What you are asked to do — A single number is required: how many lines in the entries hold the word "bird".

Task data —
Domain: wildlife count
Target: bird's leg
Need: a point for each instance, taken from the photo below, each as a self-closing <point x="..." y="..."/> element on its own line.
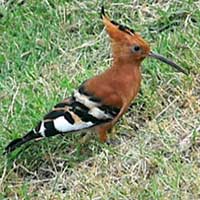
<point x="102" y="131"/>
<point x="85" y="138"/>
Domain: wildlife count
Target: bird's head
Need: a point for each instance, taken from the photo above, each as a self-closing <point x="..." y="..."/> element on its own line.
<point x="129" y="46"/>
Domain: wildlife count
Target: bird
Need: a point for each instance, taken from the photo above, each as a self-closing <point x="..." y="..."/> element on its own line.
<point x="100" y="101"/>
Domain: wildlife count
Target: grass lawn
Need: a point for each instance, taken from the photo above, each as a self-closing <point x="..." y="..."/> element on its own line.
<point x="47" y="48"/>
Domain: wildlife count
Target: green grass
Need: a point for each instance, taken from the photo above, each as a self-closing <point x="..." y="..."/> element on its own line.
<point x="47" y="48"/>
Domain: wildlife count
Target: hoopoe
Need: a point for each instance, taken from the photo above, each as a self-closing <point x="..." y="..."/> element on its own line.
<point x="101" y="100"/>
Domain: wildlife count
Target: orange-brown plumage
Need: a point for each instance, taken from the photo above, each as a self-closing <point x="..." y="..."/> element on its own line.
<point x="100" y="101"/>
<point x="119" y="85"/>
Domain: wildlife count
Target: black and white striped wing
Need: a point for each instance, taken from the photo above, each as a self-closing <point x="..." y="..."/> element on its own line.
<point x="80" y="111"/>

Result of the exercise — 3